_TASK STATEMENT_: Say how many lines in the records hold "below". Nothing but the number should be given.

◇ ◇ ◇

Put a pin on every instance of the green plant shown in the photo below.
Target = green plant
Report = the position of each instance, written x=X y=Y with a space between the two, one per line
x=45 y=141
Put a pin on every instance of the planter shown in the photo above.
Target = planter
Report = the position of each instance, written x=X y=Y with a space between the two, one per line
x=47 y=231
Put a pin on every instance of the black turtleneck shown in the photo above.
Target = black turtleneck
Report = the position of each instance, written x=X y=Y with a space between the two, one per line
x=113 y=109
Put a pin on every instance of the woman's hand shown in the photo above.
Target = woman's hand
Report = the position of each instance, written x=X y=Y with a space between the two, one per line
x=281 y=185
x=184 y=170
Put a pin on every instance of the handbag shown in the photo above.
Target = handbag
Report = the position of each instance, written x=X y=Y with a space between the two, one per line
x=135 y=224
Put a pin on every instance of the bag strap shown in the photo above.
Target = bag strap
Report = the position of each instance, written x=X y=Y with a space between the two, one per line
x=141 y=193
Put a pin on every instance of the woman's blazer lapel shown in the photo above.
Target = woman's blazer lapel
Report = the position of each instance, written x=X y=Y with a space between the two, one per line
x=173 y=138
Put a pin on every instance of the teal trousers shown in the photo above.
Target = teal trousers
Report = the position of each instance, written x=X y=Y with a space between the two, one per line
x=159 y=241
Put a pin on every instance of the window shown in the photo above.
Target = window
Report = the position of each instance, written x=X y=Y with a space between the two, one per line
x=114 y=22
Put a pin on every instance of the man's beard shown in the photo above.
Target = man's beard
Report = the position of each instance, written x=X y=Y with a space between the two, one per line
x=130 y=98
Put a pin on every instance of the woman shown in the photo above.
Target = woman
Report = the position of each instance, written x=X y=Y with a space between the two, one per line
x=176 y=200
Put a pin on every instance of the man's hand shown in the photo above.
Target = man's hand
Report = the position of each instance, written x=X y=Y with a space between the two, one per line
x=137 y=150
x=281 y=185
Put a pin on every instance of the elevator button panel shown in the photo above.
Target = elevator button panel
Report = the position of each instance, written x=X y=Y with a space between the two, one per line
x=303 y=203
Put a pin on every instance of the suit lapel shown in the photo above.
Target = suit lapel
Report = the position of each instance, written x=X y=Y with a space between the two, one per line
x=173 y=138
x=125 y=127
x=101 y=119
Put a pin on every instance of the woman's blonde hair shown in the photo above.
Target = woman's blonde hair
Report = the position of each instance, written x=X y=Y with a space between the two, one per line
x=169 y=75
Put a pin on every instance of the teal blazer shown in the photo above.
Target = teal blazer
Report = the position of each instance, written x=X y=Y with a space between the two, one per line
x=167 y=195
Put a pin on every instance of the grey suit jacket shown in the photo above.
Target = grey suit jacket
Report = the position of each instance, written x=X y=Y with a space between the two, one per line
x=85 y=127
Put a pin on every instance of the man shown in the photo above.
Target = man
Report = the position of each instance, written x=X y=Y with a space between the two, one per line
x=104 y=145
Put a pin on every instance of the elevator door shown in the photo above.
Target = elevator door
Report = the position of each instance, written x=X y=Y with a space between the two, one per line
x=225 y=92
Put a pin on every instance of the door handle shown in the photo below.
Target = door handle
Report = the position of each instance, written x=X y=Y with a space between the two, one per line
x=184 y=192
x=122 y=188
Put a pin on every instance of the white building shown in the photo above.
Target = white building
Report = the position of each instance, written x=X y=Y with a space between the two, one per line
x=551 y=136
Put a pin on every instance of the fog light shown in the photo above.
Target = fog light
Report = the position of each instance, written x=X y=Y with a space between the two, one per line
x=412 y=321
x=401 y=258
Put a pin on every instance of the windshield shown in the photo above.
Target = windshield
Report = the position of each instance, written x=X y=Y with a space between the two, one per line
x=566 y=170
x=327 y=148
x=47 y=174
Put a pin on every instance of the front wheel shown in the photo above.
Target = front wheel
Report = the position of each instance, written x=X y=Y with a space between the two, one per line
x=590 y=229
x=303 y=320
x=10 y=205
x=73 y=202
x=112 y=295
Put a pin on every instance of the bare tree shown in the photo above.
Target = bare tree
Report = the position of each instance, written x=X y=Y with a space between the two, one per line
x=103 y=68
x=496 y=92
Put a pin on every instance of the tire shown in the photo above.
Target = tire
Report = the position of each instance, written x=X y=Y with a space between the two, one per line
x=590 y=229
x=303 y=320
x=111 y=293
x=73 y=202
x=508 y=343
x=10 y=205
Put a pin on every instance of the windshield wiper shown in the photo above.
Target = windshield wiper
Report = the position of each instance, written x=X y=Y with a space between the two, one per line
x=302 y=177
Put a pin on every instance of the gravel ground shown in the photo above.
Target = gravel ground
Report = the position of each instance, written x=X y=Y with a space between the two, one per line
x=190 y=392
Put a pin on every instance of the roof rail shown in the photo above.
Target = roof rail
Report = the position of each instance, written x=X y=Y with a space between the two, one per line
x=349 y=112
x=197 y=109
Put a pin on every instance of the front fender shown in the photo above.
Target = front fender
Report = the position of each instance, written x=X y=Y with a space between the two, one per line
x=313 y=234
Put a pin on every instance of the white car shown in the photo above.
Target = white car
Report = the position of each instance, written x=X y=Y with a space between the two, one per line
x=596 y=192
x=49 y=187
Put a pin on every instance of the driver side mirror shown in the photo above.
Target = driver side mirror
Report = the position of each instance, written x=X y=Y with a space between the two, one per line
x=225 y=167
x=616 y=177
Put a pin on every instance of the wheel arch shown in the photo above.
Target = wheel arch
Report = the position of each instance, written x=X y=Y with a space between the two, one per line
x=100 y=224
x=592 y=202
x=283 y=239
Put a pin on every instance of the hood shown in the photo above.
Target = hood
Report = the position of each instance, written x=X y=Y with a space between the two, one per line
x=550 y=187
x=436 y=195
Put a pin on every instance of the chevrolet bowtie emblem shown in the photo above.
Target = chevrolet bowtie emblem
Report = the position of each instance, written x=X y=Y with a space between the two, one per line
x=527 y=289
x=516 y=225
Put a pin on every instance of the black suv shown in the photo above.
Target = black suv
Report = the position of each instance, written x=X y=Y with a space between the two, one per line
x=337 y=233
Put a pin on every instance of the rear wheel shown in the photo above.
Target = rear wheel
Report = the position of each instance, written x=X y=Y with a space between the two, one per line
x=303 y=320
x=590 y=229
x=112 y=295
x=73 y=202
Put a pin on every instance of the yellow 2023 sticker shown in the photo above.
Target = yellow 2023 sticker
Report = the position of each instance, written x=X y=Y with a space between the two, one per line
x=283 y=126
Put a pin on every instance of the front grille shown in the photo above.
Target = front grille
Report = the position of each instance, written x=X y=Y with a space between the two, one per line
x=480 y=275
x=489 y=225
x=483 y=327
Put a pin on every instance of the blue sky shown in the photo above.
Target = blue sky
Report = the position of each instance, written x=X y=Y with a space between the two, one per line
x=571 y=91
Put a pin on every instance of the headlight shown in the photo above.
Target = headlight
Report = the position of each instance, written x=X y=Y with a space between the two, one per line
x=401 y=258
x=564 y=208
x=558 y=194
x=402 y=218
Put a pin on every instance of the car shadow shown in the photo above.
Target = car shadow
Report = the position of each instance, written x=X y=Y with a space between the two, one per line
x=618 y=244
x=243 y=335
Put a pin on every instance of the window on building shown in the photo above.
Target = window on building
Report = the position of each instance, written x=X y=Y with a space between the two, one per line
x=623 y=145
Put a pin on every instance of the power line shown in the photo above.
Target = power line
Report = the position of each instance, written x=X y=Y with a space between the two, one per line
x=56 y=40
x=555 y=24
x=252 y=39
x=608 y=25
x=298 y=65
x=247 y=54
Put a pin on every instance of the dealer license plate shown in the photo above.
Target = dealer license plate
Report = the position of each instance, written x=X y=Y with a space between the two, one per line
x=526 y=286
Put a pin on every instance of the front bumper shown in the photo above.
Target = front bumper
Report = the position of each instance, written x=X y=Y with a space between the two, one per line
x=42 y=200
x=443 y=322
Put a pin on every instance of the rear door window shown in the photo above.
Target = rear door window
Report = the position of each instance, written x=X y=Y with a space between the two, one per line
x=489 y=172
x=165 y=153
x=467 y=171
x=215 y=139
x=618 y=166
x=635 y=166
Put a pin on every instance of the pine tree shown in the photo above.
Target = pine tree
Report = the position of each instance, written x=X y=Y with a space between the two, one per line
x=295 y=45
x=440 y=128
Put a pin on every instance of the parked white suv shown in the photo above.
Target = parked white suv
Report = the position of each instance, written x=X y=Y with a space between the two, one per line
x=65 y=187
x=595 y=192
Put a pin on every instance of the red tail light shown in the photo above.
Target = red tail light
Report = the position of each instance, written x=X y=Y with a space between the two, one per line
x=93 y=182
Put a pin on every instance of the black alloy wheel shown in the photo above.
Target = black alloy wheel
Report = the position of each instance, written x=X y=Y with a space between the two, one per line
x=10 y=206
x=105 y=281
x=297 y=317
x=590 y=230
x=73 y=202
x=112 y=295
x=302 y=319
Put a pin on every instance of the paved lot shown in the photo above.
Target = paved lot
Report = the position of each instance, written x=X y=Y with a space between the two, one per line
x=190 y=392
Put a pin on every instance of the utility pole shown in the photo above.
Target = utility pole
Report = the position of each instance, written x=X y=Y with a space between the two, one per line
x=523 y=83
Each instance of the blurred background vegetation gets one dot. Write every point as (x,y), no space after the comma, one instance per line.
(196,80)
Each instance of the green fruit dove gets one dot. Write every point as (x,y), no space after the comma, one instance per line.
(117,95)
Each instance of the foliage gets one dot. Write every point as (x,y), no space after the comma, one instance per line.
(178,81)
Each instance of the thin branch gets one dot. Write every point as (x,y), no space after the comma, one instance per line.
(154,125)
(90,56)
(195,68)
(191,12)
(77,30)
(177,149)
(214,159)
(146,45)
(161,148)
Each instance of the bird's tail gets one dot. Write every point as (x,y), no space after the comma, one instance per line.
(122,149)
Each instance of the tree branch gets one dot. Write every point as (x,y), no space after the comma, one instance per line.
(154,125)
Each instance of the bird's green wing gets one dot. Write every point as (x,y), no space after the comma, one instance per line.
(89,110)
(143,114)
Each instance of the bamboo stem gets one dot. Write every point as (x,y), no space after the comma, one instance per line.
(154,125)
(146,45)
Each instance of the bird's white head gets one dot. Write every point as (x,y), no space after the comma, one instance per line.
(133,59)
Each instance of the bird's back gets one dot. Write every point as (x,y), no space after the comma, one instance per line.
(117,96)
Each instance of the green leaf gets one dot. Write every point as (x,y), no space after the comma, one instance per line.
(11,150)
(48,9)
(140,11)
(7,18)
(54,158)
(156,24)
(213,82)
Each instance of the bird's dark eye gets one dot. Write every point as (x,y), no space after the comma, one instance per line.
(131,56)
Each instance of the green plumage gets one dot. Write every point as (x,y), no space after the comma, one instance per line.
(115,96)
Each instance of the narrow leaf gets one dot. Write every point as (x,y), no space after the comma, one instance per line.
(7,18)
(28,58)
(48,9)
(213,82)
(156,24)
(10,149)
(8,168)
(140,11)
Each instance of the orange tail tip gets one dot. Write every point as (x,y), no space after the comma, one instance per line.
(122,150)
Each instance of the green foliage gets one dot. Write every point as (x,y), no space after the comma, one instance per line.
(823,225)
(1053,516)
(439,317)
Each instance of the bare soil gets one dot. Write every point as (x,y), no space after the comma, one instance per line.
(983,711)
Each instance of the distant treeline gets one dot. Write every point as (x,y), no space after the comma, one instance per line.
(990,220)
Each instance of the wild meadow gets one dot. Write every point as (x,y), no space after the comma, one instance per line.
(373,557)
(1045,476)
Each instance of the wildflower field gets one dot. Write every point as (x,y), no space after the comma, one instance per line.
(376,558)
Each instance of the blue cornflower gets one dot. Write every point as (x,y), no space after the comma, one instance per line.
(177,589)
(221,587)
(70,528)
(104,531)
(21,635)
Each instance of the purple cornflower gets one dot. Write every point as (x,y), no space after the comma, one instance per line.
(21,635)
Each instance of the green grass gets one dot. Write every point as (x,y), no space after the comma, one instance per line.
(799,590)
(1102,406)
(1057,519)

◇ ◇ ◇

_TASK ANSWER_: 2